Output all of the data below exactly as given.
· · · ·
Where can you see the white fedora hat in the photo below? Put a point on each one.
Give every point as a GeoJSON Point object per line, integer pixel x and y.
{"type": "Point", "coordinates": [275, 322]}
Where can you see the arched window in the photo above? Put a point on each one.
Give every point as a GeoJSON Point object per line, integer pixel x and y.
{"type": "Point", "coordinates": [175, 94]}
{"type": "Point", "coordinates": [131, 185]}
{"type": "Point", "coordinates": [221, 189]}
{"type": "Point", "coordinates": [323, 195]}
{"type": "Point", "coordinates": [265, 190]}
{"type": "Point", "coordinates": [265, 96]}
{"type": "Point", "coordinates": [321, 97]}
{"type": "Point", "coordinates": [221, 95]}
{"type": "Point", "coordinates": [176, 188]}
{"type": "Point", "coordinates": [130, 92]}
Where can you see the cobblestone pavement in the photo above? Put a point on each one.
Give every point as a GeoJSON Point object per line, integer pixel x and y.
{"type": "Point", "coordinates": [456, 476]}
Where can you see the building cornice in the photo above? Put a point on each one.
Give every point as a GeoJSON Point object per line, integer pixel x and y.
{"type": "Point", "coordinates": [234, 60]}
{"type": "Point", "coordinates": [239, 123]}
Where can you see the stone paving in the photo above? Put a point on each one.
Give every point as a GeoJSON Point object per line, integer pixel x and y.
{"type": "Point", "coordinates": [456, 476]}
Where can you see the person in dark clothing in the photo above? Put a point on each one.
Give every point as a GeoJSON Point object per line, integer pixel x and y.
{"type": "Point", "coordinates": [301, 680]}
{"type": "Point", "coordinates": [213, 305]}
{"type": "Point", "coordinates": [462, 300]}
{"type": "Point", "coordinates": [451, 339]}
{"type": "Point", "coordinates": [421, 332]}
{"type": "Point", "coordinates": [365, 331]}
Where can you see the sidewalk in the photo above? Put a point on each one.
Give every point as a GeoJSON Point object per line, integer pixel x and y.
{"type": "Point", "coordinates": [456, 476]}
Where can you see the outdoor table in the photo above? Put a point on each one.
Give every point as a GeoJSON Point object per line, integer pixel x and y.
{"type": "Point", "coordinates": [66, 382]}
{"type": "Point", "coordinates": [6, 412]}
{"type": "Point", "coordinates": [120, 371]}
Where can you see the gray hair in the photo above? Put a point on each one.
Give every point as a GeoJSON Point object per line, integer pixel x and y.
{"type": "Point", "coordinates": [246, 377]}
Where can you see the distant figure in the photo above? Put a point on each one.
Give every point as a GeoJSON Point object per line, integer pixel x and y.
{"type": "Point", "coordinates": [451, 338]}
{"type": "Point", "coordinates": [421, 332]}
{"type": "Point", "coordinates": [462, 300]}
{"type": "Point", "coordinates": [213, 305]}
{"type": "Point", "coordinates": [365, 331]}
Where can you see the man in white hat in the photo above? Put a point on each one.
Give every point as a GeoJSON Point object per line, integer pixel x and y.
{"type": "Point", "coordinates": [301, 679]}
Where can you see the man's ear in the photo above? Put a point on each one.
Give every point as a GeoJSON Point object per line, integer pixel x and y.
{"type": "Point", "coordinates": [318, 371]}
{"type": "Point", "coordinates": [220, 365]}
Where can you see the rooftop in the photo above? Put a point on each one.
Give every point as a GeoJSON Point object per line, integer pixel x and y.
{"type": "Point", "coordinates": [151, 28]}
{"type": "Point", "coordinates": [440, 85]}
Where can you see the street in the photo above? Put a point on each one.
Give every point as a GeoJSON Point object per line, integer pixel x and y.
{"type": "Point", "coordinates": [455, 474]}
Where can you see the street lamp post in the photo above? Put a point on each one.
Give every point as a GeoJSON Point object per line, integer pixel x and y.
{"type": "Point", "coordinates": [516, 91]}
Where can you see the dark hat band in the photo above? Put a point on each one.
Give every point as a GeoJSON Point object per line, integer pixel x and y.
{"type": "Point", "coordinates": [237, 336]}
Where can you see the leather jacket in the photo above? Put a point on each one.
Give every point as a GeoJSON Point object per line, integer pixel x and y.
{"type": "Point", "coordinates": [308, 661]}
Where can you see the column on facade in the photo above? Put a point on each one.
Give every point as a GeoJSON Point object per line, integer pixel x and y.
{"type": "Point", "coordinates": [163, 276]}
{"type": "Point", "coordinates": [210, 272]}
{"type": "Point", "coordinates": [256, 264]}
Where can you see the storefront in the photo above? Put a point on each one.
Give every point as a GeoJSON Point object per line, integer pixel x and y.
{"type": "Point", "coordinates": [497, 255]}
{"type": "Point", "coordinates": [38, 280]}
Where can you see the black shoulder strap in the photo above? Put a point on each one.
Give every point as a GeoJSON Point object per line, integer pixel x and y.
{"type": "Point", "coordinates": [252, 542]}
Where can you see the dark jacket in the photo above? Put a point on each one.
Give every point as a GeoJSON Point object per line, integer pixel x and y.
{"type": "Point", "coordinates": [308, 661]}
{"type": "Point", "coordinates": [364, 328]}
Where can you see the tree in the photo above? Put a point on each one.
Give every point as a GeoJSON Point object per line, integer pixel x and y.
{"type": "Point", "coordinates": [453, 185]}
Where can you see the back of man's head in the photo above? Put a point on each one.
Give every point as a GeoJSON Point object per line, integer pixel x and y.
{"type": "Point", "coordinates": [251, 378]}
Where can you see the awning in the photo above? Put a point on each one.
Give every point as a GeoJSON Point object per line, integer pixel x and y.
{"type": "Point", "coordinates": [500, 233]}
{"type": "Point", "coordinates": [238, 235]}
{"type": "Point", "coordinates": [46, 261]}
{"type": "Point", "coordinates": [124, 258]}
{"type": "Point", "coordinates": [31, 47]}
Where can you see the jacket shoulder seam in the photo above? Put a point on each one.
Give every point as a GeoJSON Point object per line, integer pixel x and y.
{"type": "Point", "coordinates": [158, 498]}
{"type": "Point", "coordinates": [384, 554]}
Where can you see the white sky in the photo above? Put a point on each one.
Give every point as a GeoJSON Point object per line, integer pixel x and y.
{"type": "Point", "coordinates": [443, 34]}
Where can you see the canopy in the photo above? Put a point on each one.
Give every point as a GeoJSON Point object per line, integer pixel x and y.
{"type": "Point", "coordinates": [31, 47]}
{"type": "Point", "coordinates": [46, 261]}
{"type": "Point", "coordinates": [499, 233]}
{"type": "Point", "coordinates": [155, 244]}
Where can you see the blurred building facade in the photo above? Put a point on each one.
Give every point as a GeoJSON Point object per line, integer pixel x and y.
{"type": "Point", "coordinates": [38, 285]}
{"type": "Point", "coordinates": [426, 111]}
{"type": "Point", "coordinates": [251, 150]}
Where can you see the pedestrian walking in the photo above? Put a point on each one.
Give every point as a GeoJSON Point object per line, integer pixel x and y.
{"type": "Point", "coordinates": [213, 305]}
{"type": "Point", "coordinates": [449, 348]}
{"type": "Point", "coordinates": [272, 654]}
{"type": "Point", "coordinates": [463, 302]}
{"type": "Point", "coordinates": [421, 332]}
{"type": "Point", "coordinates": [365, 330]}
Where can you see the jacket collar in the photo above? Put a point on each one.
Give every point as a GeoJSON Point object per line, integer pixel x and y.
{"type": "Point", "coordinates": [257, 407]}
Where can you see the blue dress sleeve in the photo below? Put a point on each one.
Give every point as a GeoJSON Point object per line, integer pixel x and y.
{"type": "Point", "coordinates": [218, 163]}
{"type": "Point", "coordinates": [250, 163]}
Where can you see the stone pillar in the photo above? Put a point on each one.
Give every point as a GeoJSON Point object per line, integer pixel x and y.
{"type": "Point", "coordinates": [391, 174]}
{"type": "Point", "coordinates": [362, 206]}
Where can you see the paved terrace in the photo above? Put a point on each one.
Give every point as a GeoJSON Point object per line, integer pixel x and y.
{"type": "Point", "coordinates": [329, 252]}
· · · ·
-- Finished exercise --
Where can you see the white fedora hat in the photo below? Put a point on each one.
Give every point as a GeoJSON Point object per line, integer pixel x and y.
{"type": "Point", "coordinates": [275, 322]}
Where can you see the arched window in the photo above? Put a point on each one.
Give every point as a GeoJSON Point object per line, integer pixel x and y.
{"type": "Point", "coordinates": [175, 94]}
{"type": "Point", "coordinates": [131, 185]}
{"type": "Point", "coordinates": [221, 189]}
{"type": "Point", "coordinates": [323, 195]}
{"type": "Point", "coordinates": [265, 190]}
{"type": "Point", "coordinates": [265, 96]}
{"type": "Point", "coordinates": [321, 97]}
{"type": "Point", "coordinates": [221, 95]}
{"type": "Point", "coordinates": [176, 188]}
{"type": "Point", "coordinates": [130, 92]}
Where can you see the cobblestone pavement in the photo above? Put a point on each one.
Give every point as a GeoJSON Point object per line, integer pixel x and y.
{"type": "Point", "coordinates": [456, 476]}
Where can you see the building cornice in the photo above? Put a point on each one.
Give every point as a GeoJSON Point object per line, integer pixel x and y.
{"type": "Point", "coordinates": [234, 60]}
{"type": "Point", "coordinates": [239, 123]}
Where can you see the stone paving in the photo above? Put a point on each one.
Give every point as a GeoJSON Point object per line, integer pixel x and y.
{"type": "Point", "coordinates": [456, 476]}
Where can you see the person in dark clothing in the photo above? Put a point on each one.
Give every point as a GeoJSON Point object per line, integer pixel x and y.
{"type": "Point", "coordinates": [301, 680]}
{"type": "Point", "coordinates": [213, 305]}
{"type": "Point", "coordinates": [462, 300]}
{"type": "Point", "coordinates": [451, 339]}
{"type": "Point", "coordinates": [421, 332]}
{"type": "Point", "coordinates": [365, 331]}
Where can you see the sidewalk in the photo above? Put a point on each one.
Give every point as a GeoJSON Point object per line, integer pixel x and y.
{"type": "Point", "coordinates": [456, 476]}
Where can you see the outdoor table in the photo above? Put a point on each one.
Give every point as a GeoJSON Point object per line, integer pixel x and y.
{"type": "Point", "coordinates": [66, 382]}
{"type": "Point", "coordinates": [6, 412]}
{"type": "Point", "coordinates": [120, 371]}
Where can you see the gray hair in the photo above? Put a point on each one.
Give every point as a GeoJSON Point object per line, integer pixel x and y.
{"type": "Point", "coordinates": [246, 377]}
Where can you see the distant figure in the photo above? Put a point on each one.
Give every point as a GeoJSON Point object per line, integer pixel x and y.
{"type": "Point", "coordinates": [451, 338]}
{"type": "Point", "coordinates": [421, 332]}
{"type": "Point", "coordinates": [462, 300]}
{"type": "Point", "coordinates": [213, 305]}
{"type": "Point", "coordinates": [365, 331]}
Where can you see the man in white hat in the photo above? Put a point on each one.
Give every point as a GeoJSON Point object per line, integer pixel x and y.
{"type": "Point", "coordinates": [301, 679]}
Where can you see the man's ear in the photo above? Put a point on each one.
Give every point as a GeoJSON Point object per line, integer pixel x and y.
{"type": "Point", "coordinates": [318, 371]}
{"type": "Point", "coordinates": [220, 365]}
Where can you see the rooftop in the photo above? Put a point on each one.
Give every point as a GeoJSON Point object per line, integer pixel x and y.
{"type": "Point", "coordinates": [151, 28]}
{"type": "Point", "coordinates": [440, 85]}
Where can you see the street in the photo above? Put a point on each one.
Give every point as a GeoJSON Point object per line, integer pixel x and y.
{"type": "Point", "coordinates": [455, 474]}
Where can you see the street lamp post in the photo above? Put a point on each one.
Give every point as a GeoJSON Point object per line, integer pixel x and y.
{"type": "Point", "coordinates": [516, 91]}
Where can you see the dark hat band in the photo above? Put a point on each one.
Give every point as a GeoJSON Point object per line, integer pixel x and y.
{"type": "Point", "coordinates": [237, 336]}
Where can you see the leather jacket in the photo above? Put a point on each one.
Give every point as a GeoJSON Point object per line, integer pixel x and y.
{"type": "Point", "coordinates": [308, 661]}
Where can you see the column on facade in the photo above? Put a point on each one.
Give every point as a GeoJSON Point object per line, integer pixel x and y.
{"type": "Point", "coordinates": [163, 276]}
{"type": "Point", "coordinates": [210, 272]}
{"type": "Point", "coordinates": [256, 264]}
Where can you see the storefront in the photo above? Put a point on each one.
Give every point as a GeoJSON Point object per line, integer pixel x and y.
{"type": "Point", "coordinates": [497, 255]}
{"type": "Point", "coordinates": [38, 280]}
Where can you see the black shoulder strap in the photo above? Put a point on each one.
Give every point as a GeoJSON Point object per line, integer pixel x and y.
{"type": "Point", "coordinates": [252, 542]}
Where can you see the dark jacket in the photo above? Put a point on each one.
Give every point as a GeoJSON Point object per line, integer pixel x and y.
{"type": "Point", "coordinates": [308, 661]}
{"type": "Point", "coordinates": [364, 328]}
Where can you see the tree in the photo above? Put a point on each one.
Give every point as a GeoJSON Point object per line, integer pixel x and y.
{"type": "Point", "coordinates": [453, 185]}
Where can you see the back of man's head in the photo above? Put a point on each one.
Give every point as a GeoJSON Point object per line, integer pixel x and y.
{"type": "Point", "coordinates": [251, 378]}
Where can you see the awning in the photo above? Put a point on each one.
Give every point as a GeoJSON Point object per line, integer pixel x and y.
{"type": "Point", "coordinates": [500, 233]}
{"type": "Point", "coordinates": [238, 235]}
{"type": "Point", "coordinates": [46, 261]}
{"type": "Point", "coordinates": [124, 258]}
{"type": "Point", "coordinates": [31, 47]}
Where can you see the jacket shoulder seam in the photo above? Put a point on each one.
Give every point as a GeoJSON Point object per line, integer pixel x and y.
{"type": "Point", "coordinates": [158, 498]}
{"type": "Point", "coordinates": [384, 554]}
Where can you see the white sky in the photo above? Put a point on each one.
Give every point as a GeoJSON Point object per line, integer pixel x and y.
{"type": "Point", "coordinates": [443, 34]}
Where can you see the canopy in the photo above? Put a point on each one.
Give every point as a GeoJSON Point object per line, integer pixel x and y.
{"type": "Point", "coordinates": [31, 47]}
{"type": "Point", "coordinates": [46, 261]}
{"type": "Point", "coordinates": [499, 233]}
{"type": "Point", "coordinates": [155, 244]}
Where can you see the blurred building facade in the photo above? Put a point on each one.
Give every point as a GeoJSON Point object per line, integer pixel x and y.
{"type": "Point", "coordinates": [38, 285]}
{"type": "Point", "coordinates": [426, 111]}
{"type": "Point", "coordinates": [251, 150]}
Where can you see the pedestrian walking in the photo above? Put a point on each one.
Give every point as a GeoJSON Point object per line, integer pixel x and y.
{"type": "Point", "coordinates": [213, 305]}
{"type": "Point", "coordinates": [449, 348]}
{"type": "Point", "coordinates": [272, 654]}
{"type": "Point", "coordinates": [463, 302]}
{"type": "Point", "coordinates": [421, 332]}
{"type": "Point", "coordinates": [365, 330]}
Where can you see the jacket collar in the photo above? Put a point on each one.
Give every point as a GeoJSON Point object per line, integer pixel x and y.
{"type": "Point", "coordinates": [257, 407]}
Where can you see the blue dress sleeve in the photo below? Put a point on each one.
Give every point as a GeoJSON Point object per line, integer pixel x and y.
{"type": "Point", "coordinates": [218, 163]}
{"type": "Point", "coordinates": [250, 163]}
Where can you see the stone pillar in the photo above? Put a point on each one.
Give every point as a GeoJSON Point object per line, integer pixel x and y.
{"type": "Point", "coordinates": [391, 174]}
{"type": "Point", "coordinates": [362, 206]}
Where can you see the paved terrace in the photo above? Put a point on each one.
Give every point as a GeoJSON Point object per line, integer pixel x and y.
{"type": "Point", "coordinates": [329, 252]}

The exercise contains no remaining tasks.